Your objective:
Make an exact copy of the records, omitting all images.

# # #

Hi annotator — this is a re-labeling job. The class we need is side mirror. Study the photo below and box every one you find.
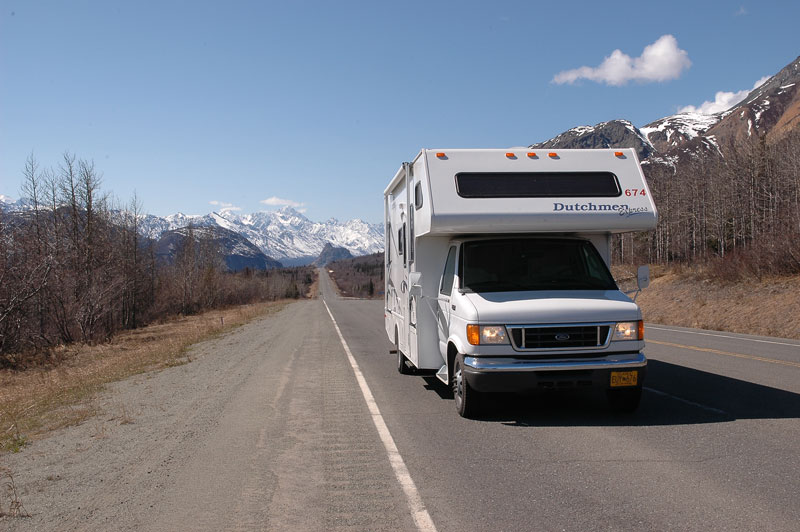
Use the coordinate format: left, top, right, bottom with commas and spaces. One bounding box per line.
637, 265, 650, 290
409, 272, 423, 297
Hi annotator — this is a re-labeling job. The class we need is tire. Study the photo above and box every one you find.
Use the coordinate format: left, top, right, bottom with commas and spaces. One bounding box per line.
395, 329, 412, 375
452, 353, 482, 418
607, 386, 642, 413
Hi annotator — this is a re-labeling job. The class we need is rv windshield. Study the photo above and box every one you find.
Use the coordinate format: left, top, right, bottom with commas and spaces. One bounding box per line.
461, 238, 617, 292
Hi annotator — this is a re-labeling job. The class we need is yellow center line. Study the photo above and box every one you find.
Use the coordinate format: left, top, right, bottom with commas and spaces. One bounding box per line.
648, 339, 800, 369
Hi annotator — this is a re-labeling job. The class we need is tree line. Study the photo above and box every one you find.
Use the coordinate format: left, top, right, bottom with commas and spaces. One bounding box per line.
614, 129, 800, 279
0, 153, 314, 368
327, 253, 383, 298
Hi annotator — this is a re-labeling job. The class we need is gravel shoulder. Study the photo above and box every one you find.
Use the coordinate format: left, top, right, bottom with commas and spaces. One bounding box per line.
1, 298, 415, 531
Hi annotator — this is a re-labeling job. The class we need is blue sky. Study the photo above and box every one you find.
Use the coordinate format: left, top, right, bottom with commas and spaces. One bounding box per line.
1, 1, 798, 223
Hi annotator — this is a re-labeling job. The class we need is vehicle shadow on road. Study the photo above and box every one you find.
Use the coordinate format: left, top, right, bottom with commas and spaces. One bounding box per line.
423, 360, 800, 427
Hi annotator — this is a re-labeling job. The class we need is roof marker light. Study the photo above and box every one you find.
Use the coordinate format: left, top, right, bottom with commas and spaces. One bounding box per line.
615, 151, 625, 157
436, 152, 446, 158
505, 152, 516, 158
548, 152, 558, 158
527, 152, 537, 158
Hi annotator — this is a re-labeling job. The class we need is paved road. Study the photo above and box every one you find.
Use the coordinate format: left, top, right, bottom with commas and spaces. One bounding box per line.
321, 269, 800, 531
5, 270, 798, 531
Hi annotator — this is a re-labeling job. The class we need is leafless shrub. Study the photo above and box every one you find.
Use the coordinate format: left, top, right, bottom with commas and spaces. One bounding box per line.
615, 129, 800, 277
0, 469, 30, 518
327, 253, 383, 298
1, 153, 315, 369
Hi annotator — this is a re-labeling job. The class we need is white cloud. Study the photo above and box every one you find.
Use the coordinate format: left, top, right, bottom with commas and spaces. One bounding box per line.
735, 6, 747, 16
260, 196, 305, 209
552, 35, 691, 86
208, 200, 241, 213
678, 76, 770, 115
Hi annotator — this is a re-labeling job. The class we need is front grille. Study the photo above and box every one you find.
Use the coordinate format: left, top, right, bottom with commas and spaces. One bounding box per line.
509, 325, 611, 350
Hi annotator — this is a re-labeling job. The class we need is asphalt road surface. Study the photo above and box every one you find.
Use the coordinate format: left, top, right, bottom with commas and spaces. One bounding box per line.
320, 269, 800, 532
4, 270, 799, 531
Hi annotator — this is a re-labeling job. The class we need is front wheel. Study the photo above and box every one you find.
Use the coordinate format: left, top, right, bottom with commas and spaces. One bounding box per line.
607, 386, 642, 413
452, 354, 482, 418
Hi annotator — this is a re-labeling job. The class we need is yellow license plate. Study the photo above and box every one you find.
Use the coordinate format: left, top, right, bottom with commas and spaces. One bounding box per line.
610, 371, 638, 387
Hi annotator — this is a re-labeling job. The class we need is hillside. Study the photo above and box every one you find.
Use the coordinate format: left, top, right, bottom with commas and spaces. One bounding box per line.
313, 243, 353, 267
326, 253, 383, 299
155, 226, 283, 272
534, 55, 800, 165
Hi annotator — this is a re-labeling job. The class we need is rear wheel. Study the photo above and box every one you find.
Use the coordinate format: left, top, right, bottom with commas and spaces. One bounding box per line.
453, 354, 482, 418
607, 386, 642, 413
395, 329, 413, 374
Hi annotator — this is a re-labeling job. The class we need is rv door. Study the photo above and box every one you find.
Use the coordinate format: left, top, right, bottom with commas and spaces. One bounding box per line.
437, 245, 458, 358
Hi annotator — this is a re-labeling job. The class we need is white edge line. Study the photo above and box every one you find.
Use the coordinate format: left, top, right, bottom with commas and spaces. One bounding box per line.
323, 299, 438, 532
647, 326, 800, 348
643, 386, 728, 416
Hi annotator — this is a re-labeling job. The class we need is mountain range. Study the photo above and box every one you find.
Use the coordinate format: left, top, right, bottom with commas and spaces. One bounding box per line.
531, 55, 800, 166
5, 55, 799, 270
0, 197, 383, 269
139, 207, 383, 267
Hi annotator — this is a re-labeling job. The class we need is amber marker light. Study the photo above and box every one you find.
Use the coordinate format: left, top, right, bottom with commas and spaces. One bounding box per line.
548, 152, 558, 158
467, 324, 480, 346
505, 152, 516, 158
615, 151, 625, 157
527, 152, 537, 158
436, 152, 446, 158
638, 320, 645, 340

# # #

Task solution:
Hi annotator — this is a re-labeling job. The class we need is side mirror. Study the photo below and box every one you find.
Use the coordinate format: left, top, right, bottom with commas and spaces. One bounding box per line.
637, 265, 650, 290
409, 272, 423, 297
Hi annotator — this is a re-labeling job. The class we need is tire. Study the photo above and box every one you find.
Use the coordinate format: left, top, right, bottom with commas and spaces. One bounding box per line.
395, 329, 412, 375
452, 353, 482, 418
607, 386, 642, 413
Hi annotator — this is a re-labeling job. The class we need is rv windshield. Study the photo above and box every one you find.
Use the coordinate format: left, top, right, bottom with commas and spaces. One bounding box per line.
461, 238, 617, 292
Hi annotator — this is a re-labeling job. The class we need is yellow center line. Study the photo above and box every one you find.
Use the coordinate format: left, top, right, bottom with commas and spaces. One bounding box per line.
648, 339, 800, 369
Hi annotator — this is a re-labeling job. The class we need is tree line. Study the photo above and box every one you find.
Use the coordinate format: left, top, right, bottom with commas and spaces. One bounding box per line.
614, 129, 800, 279
0, 153, 314, 368
327, 253, 383, 298
Hi annotator — this is a re-labeling job. The class we need is gravel shoulder. Study the photo above and box every one you find.
Use the coordinate format: left, top, right, bottom with commas and spaces. One bounding box per line.
1, 298, 415, 531
Hi annotator — this is a re-labeling job. The class we need is blue sky. Study the photo above and box every one you find.
Use the coordinate format: left, top, right, bottom with commas and spaces. One bounding box per line.
1, 1, 798, 223
Hi annotator — this is a re-labeling job. The class we need is vehicle shadow on road. Study the photo above and box every one you find.
Use the coordinate format: left, top, right, bottom with commas and spaces. One bounding box per line.
423, 360, 800, 427
Hi annotator — this is a re-labeling job. The class we need is roof marker light. Study the photo above and box every one you find.
Use the coordinate format: left, top, right, bottom with commas and spaces. One bounding box per line.
615, 151, 625, 157
436, 152, 446, 158
505, 152, 516, 158
548, 152, 558, 158
527, 152, 537, 158
Hi annotator — this is a re-labeling job. The class we need is paved road. Study the photo above and box every one you find.
Use the coordinate format: left, top, right, bottom with commas and spaces. One bounding box per line.
321, 269, 800, 531
5, 270, 798, 531
Hi annotator — this is a re-labeling job. The class we need is leafless shrub. Study the photo above and box every one you find.
Use the coordinate format: left, top, right, bottom with commas and spaces. One bounding box per line.
615, 129, 800, 277
0, 469, 30, 518
327, 253, 383, 298
1, 153, 315, 369
Hi annotator — this is a re-labeling job. The class we need is white cloud. Study the photo above and box every one you find.
Use the coordinate format: left, top, right, bottom with commas and spaces. One bounding box per line.
735, 6, 747, 16
260, 196, 305, 209
552, 35, 691, 86
208, 200, 241, 213
678, 76, 770, 115
Hi annotator — this is a re-labeling job. The class we need is front grille. Study the photo above and box every one you find.
Use the coordinate format: left, top, right, bottom with commas and spaces. One bounding box per line.
509, 325, 611, 350
Hi annotator — this is a re-labeling job. The class we need is asphalt road surface. Study the photo above and box every one you find.
Use the coordinate format: left, top, right, bottom with commas and spaces. One bounding box per line.
320, 269, 800, 532
4, 270, 799, 531
Hi annotator — this is a re-labeling job. The class we need is front wheel. Study the photo above and box every one you find.
Use the coordinate format: left, top, right, bottom with commas and spaces. One bounding box per line.
607, 386, 642, 413
452, 354, 482, 418
Hi annotator — this is a re-labeling job. The class we need is yellow license plate. Study the photo above and box every one you find.
Use the coordinate format: left, top, right, bottom with commas and spaces. One bounding box per line.
610, 371, 638, 387
Hi annotator — this is a re-labeling job. The class we need is hillside. Study the photo above and box every one you find.
Use the coordinate format: left, top, right, bottom with commas and spaces. One bounding box per line.
313, 243, 353, 267
326, 253, 383, 299
155, 226, 283, 272
534, 55, 800, 165
Hi annotator — this is a re-labeling job. The class we need is rear wheel. Study the photo above and box every one you find.
Use the coordinate format: left, top, right, bottom with commas and spaces. One bounding box per line.
453, 354, 482, 418
607, 386, 642, 413
395, 329, 413, 374
Hi annotator — this is a re-labeling job. The class we need is rv door. Study the photo above and box every one you find.
Use the coordinate format: left, top, right, bottom with commas and spaces. One bounding box per line.
437, 245, 458, 358
Hi annotator — this is a re-labeling job. The class we need is white edge line. Study the photo above and box every one you find.
Use the coordinate format: left, top, right, bottom with commas and spaces. One bounding box per line.
323, 299, 438, 532
647, 326, 800, 348
643, 386, 728, 416
Hi annotator — this is a re-labeling job. The class we need is mountain range. Study the photo above and box every one you find.
Use the coordinate format: left, top, right, bottom with commas and spaces. One bounding box per line.
531, 55, 800, 166
5, 55, 799, 270
0, 197, 383, 269
139, 207, 383, 267
Hi annotator — this is a re-labeling job. The class we need is amber marker light. Study the photo above and box every one you find.
Use the coordinate format: left, top, right, bottom with commas and spaces. One bounding box per line.
548, 152, 558, 158
467, 324, 480, 346
505, 152, 516, 158
615, 151, 625, 157
527, 152, 537, 158
436, 152, 446, 158
638, 320, 645, 340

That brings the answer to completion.